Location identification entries
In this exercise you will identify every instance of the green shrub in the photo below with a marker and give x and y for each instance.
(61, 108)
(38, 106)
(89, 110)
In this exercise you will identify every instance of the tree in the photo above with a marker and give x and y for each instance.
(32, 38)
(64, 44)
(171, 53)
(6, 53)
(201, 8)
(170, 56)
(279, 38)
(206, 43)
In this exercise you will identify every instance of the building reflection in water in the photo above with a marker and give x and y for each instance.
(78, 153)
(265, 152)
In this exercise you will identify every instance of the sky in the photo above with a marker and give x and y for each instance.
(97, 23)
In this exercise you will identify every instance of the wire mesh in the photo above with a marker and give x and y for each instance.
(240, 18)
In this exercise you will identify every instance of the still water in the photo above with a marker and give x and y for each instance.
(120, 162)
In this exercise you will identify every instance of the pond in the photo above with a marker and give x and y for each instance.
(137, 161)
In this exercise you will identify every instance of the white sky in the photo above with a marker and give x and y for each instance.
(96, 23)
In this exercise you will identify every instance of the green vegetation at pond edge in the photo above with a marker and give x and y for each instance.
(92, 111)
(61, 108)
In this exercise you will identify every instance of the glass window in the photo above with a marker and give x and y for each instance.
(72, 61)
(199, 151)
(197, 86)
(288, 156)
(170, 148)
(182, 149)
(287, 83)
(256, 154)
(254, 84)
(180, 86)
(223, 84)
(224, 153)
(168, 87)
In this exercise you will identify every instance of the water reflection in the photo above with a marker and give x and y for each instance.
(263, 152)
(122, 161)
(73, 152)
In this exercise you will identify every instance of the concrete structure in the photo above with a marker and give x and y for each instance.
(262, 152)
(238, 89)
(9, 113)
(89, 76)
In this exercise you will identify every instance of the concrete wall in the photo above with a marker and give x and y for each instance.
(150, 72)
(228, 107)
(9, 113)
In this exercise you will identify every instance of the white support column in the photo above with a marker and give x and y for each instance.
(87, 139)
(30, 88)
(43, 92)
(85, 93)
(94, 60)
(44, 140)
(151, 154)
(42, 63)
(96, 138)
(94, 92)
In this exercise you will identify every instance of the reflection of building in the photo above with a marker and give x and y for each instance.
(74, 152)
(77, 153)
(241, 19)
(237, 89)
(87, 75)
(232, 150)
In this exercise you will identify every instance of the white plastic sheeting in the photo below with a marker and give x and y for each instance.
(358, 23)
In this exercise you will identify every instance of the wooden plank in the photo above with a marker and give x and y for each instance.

Directions for this task: Express every line of the entries above as a Markdown table with the columns "Row" and "Line", numbering each row and leaving out any blank lines.

Solution for this exercise:
| Row | Line |
|---|---|
| 1 | In this exercise you will identify every instance of the green shrub in the photo below with a marker and give x and y for each instance. |
| 2 | (61, 108) |
| 3 | (38, 106) |
| 4 | (89, 110) |
| 5 | In this exercise you will identify every instance of the tree in the photo above with a marker and give x and y for each instance. |
| 6 | (32, 38) |
| 7 | (64, 44) |
| 8 | (171, 53) |
| 9 | (6, 53) |
| 10 | (201, 8) |
| 11 | (170, 56) |
| 12 | (279, 38) |
| 13 | (206, 43) |
| 14 | In this exercise you will identify every instance of the building reflection in water in the photo above with a marker and give x and y for each instance. |
| 15 | (78, 153) |
| 16 | (265, 152) |
| 17 | In this exercise you will identify every instance of the sky in the photo above with a marker and give x and y for each instance. |
| 18 | (97, 23) |
| 19 | In this exercise you will identify every instance of the wire mesh in the photo above with a marker and give x and y for each instance. |
| 20 | (240, 18) |
| 21 | In this exercise you will identify every instance of the still water in the photo above with a marker and give x and y for each instance. |
| 22 | (120, 162) |
| 23 | In this exercise you will identify every instance of the pond in the photo above with a marker and give x and y for each instance. |
| 24 | (137, 161) |
| 25 | In this exercise you will identify every instance of the white sky in the photo above with a marker and give x and y for each instance. |
| 26 | (96, 23) |
| 27 | In this exercise you will identify every instance of the green vegetation at pond edge in the photo above with a marker and give x and y for each instance. |
| 28 | (92, 111) |
| 29 | (61, 108) |
| 30 | In this exercise you will identify every instance of the glass window in the photo above with a marker and give x and y for each instance. |
| 31 | (72, 61) |
| 32 | (199, 151) |
| 33 | (197, 86) |
| 34 | (288, 156) |
| 35 | (170, 148) |
| 36 | (182, 149) |
| 37 | (287, 83) |
| 38 | (256, 154) |
| 39 | (254, 84) |
| 40 | (180, 86) |
| 41 | (223, 84) |
| 42 | (224, 153) |
| 43 | (168, 87) |
| 44 | In this exercise you will identify every instance of the water reflection in the photo above with a marker and give x and y for each instance. |
| 45 | (263, 152) |
| 46 | (122, 161) |
| 47 | (73, 152) |
| 48 | In this exercise you will identify every instance of the concrete structure in the photo above with a marker and give x and y for each instance. |
| 49 | (262, 152) |
| 50 | (238, 89) |
| 51 | (9, 113) |
| 52 | (89, 76) |
| 53 | In this exercise you will identify every instance of the concrete wall in the photo above with a marker and give x and y for each instance. |
| 54 | (150, 72) |
| 55 | (228, 107) |
| 56 | (9, 113) |
| 57 | In this exercise you will identify every instance of the white support column in the photo above with a marker and give x and y for each instance. |
| 58 | (87, 139) |
| 59 | (30, 88) |
| 60 | (43, 92) |
| 61 | (85, 93) |
| 62 | (94, 60) |
| 63 | (44, 140) |
| 64 | (151, 154) |
| 65 | (42, 63) |
| 66 | (96, 138) |
| 67 | (94, 92) |
| 68 | In this exercise you will identify every instance of the reflection of building in the photo above with a marker and give x and y for each instance. |
| 69 | (74, 152) |
| 70 | (77, 153) |
| 71 | (241, 19) |
| 72 | (237, 89) |
| 73 | (87, 75) |
| 74 | (232, 150) |
| 75 | In this exercise you will identify every instance of the white plastic sheeting in the photo below with a marker and give x and y for each instance. |
| 76 | (358, 23) |
| 77 | In this exercise you will identify every instance of the wooden plank in the photo above with a marker and give x and y for each instance. |